▸ **Document section**
┄┄┄┄┄┄
Friday, January 8, 2010

Sinus facts and the shocking politics of Lyme Disease

I'm on a personal quest to learn what is wrong with my body. It hasn't been right since Fall of 2005, when I started experiencing severe muscle soreness in my back and neck, without any significant injury or trauma. Other ailments followed, including chronic sinus infections, depression and other neat things that led to lots of drugs and doctor's visits. A little more than a year after I started feeling off, I illustrated my frustrations with sickness and doctors in a sculpture entitled "Decrepit at 21" as part of an art show at Vanderbilt.


It has been five years since then and I've been thinking: why not make some more cathartic chronic pain art?

This morning I went to the Boston Library at Copley (it's amazing!) and spent some time looking at images of the human body. In an anatomy book called - no joke- Gray's Anotomy- I learned a about back muscles and the respiratory system. Did you know we all have 4 different kinds of sinuses? And they develop in the 6-8 years after puberty to change the shape of your face?


One kind (ethmoidal) includes multiple cavities, ranging from 7 to 18 on each side. Drainage in the maxillary sinuses, those under your eyeballs, is hindered by their structure and placement, making them the most often chronically infected. No one seems sure what sinuses are for but it is thought that they give some resonance to the voice and help shape our faces. Thanks evolution. You really helped us out this time. Gotta love having green snot trapped in your face.


With help from my Mom I've also been researching Lyme Disease. Essentially all my symptoms (especially fatigue, weakness, muscle and joint pain) could be attributed to the disease. Given all the time I spent on horse farms, it's not unlikely that I was exposed, perhaps multiple times. I've learned that it is very difficult to get diagnosed and treated. People often have Lyme for years before they get diagnosed and even then, it is very difficult to get proper treatment and/or insurance coverage.
┄┄┄┄┄┄
▸ **Dataset extract**
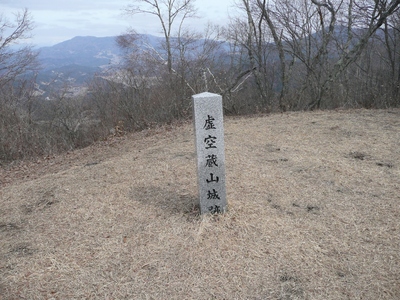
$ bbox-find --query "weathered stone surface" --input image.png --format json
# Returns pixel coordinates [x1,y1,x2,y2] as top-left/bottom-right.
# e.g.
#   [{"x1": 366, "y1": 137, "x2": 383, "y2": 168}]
[{"x1": 192, "y1": 93, "x2": 227, "y2": 214}]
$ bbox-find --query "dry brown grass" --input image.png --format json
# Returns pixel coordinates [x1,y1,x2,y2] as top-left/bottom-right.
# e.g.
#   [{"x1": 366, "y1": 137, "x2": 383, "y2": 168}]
[{"x1": 0, "y1": 110, "x2": 400, "y2": 300}]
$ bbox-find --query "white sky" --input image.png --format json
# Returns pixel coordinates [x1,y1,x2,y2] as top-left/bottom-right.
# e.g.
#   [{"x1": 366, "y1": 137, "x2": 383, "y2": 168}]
[{"x1": 0, "y1": 0, "x2": 235, "y2": 46}]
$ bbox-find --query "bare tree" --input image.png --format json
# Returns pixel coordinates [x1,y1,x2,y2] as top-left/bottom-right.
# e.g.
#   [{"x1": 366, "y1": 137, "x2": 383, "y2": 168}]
[
  {"x1": 125, "y1": 0, "x2": 196, "y2": 73},
  {"x1": 0, "y1": 9, "x2": 37, "y2": 88},
  {"x1": 236, "y1": 0, "x2": 400, "y2": 109}
]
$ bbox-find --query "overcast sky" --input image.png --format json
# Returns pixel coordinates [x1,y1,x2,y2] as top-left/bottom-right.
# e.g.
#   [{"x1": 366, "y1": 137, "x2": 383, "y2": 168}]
[{"x1": 0, "y1": 0, "x2": 234, "y2": 46}]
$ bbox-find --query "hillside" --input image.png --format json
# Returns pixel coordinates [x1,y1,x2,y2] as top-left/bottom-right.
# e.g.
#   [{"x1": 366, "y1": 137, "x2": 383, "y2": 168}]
[{"x1": 0, "y1": 109, "x2": 400, "y2": 300}]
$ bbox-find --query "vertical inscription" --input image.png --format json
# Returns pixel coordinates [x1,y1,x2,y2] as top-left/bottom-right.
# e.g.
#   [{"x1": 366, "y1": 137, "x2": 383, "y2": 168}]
[{"x1": 192, "y1": 93, "x2": 227, "y2": 214}]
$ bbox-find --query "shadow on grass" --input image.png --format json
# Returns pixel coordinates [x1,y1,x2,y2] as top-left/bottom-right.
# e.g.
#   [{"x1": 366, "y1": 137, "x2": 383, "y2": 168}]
[{"x1": 129, "y1": 185, "x2": 200, "y2": 218}]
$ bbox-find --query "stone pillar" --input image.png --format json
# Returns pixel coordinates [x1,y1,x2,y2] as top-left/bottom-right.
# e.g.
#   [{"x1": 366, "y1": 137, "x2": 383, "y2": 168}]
[{"x1": 192, "y1": 93, "x2": 227, "y2": 214}]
┄┄┄┄┄┄
▸ **What this exercise asks**
A: Reproduce the blog post from "It has been" to "of your face?", word for word.
B: Decide whether each statement agrees with the blog post, answering yes or no and quoting the deciding words: (i) The sculpture "Decrepit at 21" was part of an art show at Vanderbilt. (ii) The maxillary sinuses are located above the eyes. (iii) The ethmoidal sinuses range from 7 to 18 cavities on each side.

▸ **Outputs for the tasks**
A:
It has been five years since then and I've been thinking: why not make some more cathartic chronic pain art?

This morning I went to the Boston Library at Copley (it's amazing!) and spent some time looking at images of the human body. In an anatomy book called - no joke- Gray's Anotomy- I learned a about back muscles and the respiratory system. Did you know we all have 4 different kinds of sinuses? And they develop in the 6-8 years after puberty to change the shape of your face?

B:
(i) Yes: "I illustrated my frustrations with sickness and doctors in a sculpture entitled "Decrepit at 21" as part of an art show at Vanderbilt."
(ii) No: "the maxillary sinuses, those under your eyeballs"
(iii) Yes: "One kind (ethmoidal) includes multiple cavities, ranging from 7 to 18 on each side."